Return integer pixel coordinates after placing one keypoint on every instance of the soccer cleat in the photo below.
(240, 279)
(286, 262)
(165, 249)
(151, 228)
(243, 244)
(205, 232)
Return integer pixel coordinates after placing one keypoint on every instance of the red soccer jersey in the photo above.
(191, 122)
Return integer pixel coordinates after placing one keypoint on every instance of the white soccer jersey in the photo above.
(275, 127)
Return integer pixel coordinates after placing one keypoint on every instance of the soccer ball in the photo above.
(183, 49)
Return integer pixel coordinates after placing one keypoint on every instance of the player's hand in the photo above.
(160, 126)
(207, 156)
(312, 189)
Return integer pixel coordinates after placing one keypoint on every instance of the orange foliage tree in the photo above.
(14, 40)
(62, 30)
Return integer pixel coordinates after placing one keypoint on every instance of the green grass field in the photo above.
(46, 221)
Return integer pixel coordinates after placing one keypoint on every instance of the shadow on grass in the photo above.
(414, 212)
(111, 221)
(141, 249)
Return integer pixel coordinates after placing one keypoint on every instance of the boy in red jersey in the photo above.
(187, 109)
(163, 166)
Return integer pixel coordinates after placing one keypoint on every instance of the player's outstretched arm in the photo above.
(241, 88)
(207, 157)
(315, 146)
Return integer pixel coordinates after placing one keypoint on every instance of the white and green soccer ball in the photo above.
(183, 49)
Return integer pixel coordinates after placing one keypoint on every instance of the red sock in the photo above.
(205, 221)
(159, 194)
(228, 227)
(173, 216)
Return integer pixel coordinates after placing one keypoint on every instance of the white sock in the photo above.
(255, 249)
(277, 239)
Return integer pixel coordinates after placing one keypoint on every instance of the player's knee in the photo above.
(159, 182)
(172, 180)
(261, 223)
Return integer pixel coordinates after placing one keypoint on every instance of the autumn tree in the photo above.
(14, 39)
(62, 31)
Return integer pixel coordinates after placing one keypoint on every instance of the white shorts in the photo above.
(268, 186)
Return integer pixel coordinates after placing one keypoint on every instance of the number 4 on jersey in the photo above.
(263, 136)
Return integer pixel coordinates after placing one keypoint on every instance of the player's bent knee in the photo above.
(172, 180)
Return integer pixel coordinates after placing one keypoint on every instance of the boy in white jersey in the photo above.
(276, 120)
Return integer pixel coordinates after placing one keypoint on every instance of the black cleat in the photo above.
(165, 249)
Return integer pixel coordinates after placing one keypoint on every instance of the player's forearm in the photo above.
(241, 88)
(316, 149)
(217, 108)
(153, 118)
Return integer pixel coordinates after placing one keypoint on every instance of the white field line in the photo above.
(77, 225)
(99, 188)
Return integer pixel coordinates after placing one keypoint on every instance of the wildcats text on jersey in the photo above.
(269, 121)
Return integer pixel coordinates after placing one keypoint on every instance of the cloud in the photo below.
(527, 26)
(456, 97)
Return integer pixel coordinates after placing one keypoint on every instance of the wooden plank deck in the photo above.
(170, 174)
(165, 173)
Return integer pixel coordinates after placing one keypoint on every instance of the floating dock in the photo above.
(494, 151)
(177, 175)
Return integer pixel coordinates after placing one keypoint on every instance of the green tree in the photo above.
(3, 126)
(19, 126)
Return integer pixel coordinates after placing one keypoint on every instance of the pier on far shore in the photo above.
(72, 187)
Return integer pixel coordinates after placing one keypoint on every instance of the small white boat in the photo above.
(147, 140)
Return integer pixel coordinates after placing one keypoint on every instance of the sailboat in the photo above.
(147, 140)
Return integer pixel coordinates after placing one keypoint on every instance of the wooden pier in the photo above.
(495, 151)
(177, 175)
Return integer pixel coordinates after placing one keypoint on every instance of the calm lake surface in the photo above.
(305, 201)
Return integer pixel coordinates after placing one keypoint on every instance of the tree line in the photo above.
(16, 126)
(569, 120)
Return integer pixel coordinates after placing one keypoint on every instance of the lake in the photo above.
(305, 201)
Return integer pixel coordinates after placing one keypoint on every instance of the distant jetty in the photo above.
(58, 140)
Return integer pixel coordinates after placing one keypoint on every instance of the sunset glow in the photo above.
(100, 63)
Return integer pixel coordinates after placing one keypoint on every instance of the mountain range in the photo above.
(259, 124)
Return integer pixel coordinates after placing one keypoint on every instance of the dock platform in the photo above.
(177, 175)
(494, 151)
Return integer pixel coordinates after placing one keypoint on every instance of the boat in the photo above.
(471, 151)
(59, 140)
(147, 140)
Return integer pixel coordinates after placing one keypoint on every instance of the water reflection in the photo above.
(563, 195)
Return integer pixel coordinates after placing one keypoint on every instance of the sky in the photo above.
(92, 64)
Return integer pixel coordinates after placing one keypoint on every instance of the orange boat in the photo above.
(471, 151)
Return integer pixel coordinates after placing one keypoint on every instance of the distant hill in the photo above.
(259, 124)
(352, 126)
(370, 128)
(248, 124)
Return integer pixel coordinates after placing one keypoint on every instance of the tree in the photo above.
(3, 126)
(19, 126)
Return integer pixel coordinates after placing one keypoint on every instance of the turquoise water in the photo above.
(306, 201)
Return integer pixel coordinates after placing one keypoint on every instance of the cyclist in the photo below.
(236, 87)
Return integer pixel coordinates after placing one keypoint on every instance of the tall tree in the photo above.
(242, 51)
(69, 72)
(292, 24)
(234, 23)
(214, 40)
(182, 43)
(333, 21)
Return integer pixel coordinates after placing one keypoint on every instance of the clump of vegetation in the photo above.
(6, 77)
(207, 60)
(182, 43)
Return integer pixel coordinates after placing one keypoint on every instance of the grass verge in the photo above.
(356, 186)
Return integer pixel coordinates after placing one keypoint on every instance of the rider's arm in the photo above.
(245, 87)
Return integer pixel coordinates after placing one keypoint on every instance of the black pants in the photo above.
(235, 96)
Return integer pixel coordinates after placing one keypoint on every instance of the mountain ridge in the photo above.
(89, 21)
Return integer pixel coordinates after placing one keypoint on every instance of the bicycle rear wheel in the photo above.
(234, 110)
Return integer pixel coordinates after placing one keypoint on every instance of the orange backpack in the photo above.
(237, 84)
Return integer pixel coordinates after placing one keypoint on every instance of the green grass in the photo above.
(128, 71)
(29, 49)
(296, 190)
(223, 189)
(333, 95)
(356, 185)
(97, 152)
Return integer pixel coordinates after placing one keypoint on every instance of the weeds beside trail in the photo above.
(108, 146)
--
## [PROMPT]
Once the line containing "tall tree in the photo above." is found, please retype it and every remaining line of the listing above, exactly, with nothing else.

## [OUTPUT BELOW]
Return integer pixel coordinates after placing one keypoint on every instance of the tall tree in the photo above.
(242, 51)
(69, 72)
(292, 24)
(234, 23)
(214, 40)
(182, 43)
(333, 21)
Return integer pixel coordinates after placing one keypoint on every instance of the clump of vegetation in the photo above.
(6, 77)
(207, 60)
(182, 43)
Return integer pixel coordinates after placing one keypoint on every instance of the grass verge in the photo above.
(356, 186)
Return integer pixel coordinates after placing one keypoint on every instance of the rider's arm in the photo above.
(245, 87)
Return integer pixel coordinates after placing one keypoint on every instance of the black pants in the photo above.
(235, 96)
Return integer pixel coordinates after placing one keypoint on every instance of the mountain ridge in the photo above.
(89, 21)
Return integer pixel coordinates after placing one keypoint on every instance of the bicycle rear wheel in the photo above.
(234, 110)
Return integer pixel coordinates after placing one keypoint on every instance of the orange backpack in the photo above.
(237, 84)
Return integer pixel coordinates after placing one keypoint on every instance of the green grass in the photo above.
(128, 71)
(29, 49)
(296, 190)
(223, 189)
(333, 95)
(356, 185)
(97, 152)
Return integer pixel coordinates after placing one keypoint on every instance of the weeds beside trail in the photo above.
(108, 146)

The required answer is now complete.